:: Kısa görev ::
Aşağıdaki kayıtlarda "[locate] the ship" geçen satırdan "x=146, y=125" geçen satıra kadar olan bölümü (iki satır da dahil), her "cruise" yerine "passenger" yazarak yeniden düzenleyin. Başka hiçbir şeyi değiştirmeyin.

:: Verilen kayıtlar ::
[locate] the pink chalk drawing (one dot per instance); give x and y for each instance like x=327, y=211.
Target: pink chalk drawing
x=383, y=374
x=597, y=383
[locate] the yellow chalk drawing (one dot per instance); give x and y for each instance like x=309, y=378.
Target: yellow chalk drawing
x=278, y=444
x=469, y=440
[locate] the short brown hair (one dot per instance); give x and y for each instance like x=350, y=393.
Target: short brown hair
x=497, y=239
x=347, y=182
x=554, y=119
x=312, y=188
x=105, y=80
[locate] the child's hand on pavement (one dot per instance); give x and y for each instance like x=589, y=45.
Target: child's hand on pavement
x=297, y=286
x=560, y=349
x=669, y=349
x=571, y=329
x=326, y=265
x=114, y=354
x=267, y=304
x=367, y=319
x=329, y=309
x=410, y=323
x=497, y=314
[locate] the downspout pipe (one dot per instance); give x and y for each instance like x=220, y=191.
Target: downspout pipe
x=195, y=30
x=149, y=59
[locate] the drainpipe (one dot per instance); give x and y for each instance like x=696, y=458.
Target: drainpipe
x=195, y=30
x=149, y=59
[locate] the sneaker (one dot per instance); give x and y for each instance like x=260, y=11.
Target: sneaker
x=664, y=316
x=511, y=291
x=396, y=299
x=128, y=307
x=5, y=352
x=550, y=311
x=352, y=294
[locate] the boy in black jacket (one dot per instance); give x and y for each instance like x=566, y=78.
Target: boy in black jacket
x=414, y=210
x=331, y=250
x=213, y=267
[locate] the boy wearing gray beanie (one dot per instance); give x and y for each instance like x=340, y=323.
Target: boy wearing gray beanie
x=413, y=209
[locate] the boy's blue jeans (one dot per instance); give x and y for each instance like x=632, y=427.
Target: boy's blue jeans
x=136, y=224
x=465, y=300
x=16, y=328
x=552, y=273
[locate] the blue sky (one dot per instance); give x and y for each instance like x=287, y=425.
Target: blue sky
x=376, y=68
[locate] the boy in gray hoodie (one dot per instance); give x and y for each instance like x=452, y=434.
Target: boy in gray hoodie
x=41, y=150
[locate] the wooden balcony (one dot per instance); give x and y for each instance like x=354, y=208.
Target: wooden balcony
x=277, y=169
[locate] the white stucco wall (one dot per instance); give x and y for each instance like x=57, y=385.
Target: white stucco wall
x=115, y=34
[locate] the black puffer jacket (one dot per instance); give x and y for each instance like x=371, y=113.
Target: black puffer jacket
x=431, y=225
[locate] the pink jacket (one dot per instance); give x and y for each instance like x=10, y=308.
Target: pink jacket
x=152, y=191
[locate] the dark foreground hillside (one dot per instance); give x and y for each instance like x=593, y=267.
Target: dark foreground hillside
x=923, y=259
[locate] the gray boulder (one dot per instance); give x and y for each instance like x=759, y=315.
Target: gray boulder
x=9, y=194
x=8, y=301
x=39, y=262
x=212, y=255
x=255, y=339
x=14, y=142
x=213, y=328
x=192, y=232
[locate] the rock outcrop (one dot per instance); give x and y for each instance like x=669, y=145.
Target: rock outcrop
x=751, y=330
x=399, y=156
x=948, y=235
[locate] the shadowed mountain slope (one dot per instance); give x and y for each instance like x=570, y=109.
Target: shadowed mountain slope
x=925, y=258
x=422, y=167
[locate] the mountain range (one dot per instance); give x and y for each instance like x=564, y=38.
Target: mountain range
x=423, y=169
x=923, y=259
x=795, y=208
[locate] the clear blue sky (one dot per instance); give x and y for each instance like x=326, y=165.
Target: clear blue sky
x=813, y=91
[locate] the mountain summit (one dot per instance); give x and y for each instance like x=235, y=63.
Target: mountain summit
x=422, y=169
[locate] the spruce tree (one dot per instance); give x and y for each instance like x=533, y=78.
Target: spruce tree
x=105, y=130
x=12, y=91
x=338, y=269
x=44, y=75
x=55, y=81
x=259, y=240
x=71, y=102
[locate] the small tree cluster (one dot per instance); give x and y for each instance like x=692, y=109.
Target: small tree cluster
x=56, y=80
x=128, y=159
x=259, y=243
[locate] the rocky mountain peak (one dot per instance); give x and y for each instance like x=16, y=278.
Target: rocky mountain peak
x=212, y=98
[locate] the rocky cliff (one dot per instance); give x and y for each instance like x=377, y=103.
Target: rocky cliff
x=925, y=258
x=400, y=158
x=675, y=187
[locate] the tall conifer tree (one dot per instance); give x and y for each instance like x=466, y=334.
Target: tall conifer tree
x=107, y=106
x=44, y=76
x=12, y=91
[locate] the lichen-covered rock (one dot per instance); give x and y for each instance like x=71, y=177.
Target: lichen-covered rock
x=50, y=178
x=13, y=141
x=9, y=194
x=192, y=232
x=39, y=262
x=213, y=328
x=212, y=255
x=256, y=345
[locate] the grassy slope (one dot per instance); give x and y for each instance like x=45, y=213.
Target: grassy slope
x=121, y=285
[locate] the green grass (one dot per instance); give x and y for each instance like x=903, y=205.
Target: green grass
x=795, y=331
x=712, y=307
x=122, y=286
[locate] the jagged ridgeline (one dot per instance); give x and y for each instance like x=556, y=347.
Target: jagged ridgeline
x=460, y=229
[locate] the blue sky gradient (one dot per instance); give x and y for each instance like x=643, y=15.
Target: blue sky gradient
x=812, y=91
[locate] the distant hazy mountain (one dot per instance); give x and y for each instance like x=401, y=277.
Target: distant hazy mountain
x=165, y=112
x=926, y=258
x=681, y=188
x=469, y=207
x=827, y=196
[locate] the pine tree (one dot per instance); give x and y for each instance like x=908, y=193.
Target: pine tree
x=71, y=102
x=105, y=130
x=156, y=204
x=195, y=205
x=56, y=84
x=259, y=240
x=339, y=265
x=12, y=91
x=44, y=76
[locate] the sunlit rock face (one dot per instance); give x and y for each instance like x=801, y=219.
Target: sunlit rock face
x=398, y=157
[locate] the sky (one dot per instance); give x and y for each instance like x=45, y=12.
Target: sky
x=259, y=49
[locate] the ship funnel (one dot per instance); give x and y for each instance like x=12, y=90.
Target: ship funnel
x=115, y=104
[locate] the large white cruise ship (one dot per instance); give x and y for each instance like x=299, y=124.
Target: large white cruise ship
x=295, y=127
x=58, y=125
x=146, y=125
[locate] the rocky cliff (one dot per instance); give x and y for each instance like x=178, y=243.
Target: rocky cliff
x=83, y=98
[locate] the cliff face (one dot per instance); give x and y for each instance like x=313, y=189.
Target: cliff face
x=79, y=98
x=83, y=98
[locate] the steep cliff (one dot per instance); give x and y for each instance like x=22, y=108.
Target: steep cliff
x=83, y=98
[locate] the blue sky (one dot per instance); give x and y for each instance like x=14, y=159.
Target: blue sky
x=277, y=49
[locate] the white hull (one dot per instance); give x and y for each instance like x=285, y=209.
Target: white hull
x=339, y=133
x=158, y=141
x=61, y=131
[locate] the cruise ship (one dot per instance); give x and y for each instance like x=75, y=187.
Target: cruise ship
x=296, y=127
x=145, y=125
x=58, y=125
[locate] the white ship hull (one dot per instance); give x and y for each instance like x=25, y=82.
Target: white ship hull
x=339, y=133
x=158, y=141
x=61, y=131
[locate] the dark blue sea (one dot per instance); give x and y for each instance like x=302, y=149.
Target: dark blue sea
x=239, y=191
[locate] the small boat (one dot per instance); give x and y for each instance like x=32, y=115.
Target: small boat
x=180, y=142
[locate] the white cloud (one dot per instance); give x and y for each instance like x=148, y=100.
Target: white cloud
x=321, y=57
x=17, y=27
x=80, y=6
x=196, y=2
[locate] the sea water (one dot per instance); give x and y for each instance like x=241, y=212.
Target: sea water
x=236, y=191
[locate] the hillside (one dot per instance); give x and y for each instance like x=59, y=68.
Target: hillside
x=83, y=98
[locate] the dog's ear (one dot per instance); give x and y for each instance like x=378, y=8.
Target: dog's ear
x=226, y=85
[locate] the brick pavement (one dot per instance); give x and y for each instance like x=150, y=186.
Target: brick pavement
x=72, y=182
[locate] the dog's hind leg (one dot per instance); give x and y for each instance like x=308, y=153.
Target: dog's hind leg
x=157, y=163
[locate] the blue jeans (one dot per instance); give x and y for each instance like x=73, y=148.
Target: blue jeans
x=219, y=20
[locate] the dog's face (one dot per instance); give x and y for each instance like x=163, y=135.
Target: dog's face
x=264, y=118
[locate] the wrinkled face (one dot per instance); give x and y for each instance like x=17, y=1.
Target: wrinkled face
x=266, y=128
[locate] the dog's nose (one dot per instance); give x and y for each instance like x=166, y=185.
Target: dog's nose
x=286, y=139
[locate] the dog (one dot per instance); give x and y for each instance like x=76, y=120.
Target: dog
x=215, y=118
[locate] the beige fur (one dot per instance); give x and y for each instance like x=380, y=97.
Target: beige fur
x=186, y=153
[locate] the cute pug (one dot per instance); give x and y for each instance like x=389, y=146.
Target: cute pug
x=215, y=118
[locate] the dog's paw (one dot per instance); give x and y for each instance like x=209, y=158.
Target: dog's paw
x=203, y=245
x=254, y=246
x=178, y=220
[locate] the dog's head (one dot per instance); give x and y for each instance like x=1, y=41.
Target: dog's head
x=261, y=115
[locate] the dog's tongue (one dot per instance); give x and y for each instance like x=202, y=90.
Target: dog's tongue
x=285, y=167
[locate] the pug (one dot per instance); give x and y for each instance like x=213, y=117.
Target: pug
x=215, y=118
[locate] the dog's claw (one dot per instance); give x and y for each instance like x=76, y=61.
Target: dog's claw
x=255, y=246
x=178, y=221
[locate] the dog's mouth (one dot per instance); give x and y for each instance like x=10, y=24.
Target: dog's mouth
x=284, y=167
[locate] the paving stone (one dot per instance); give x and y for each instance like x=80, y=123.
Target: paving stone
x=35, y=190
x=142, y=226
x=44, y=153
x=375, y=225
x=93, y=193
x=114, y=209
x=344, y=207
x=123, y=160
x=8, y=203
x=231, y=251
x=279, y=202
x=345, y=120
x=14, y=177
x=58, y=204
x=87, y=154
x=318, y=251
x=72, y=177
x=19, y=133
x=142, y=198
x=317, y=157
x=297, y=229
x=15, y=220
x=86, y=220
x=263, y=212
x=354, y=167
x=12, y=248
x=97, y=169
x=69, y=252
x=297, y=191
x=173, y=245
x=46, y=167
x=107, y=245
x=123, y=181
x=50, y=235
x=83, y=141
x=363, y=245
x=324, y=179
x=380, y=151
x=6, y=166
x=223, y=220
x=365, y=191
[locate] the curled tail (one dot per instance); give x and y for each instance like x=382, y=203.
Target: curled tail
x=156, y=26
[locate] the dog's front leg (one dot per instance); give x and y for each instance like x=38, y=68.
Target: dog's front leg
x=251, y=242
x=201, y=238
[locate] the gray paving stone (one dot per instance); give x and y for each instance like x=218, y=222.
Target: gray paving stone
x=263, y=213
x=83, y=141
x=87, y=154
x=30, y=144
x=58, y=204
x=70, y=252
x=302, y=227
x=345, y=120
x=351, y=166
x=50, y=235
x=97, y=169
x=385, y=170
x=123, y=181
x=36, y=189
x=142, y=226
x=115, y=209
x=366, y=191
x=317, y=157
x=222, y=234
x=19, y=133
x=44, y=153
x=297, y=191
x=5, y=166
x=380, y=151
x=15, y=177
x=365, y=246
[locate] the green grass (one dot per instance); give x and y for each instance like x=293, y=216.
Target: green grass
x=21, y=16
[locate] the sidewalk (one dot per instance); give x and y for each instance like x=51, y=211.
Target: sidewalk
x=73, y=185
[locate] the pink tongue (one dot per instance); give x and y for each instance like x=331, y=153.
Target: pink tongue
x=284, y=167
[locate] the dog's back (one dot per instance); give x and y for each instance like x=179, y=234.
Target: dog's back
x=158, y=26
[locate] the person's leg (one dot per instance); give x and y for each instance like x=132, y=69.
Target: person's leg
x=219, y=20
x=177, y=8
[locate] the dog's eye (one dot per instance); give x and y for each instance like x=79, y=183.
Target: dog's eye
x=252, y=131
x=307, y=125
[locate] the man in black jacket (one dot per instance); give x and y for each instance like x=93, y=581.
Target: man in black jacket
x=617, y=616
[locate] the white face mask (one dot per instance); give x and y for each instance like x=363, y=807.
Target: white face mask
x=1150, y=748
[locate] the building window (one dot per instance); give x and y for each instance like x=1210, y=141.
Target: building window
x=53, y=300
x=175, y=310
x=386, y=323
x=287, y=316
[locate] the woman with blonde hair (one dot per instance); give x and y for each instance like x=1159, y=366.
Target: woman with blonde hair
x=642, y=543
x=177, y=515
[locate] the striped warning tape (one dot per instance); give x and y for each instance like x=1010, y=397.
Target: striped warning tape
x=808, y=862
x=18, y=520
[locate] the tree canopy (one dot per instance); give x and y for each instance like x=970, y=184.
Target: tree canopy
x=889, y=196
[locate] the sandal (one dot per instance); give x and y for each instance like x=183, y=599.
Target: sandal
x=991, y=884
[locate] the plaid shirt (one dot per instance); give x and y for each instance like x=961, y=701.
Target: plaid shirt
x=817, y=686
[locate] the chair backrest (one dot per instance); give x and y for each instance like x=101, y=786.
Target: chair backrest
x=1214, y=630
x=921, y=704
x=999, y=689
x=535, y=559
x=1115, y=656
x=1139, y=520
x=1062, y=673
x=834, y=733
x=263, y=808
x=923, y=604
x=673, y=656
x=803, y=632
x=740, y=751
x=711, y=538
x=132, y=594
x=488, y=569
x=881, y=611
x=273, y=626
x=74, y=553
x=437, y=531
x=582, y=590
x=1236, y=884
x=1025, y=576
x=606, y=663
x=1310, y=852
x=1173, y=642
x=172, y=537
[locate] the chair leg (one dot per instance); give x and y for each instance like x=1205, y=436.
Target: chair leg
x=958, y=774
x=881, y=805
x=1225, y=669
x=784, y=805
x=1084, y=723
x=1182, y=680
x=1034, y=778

:: Tamamlanmış görev ::
[locate] the ship funnel (one dot per instance); give x and y for each instance like x=12, y=90.
Target: ship funnel
x=115, y=104
[locate] the large white passenger ship (one dot per instance); give x and y for each instance like x=299, y=124.
Target: large white passenger ship
x=295, y=127
x=58, y=125
x=146, y=125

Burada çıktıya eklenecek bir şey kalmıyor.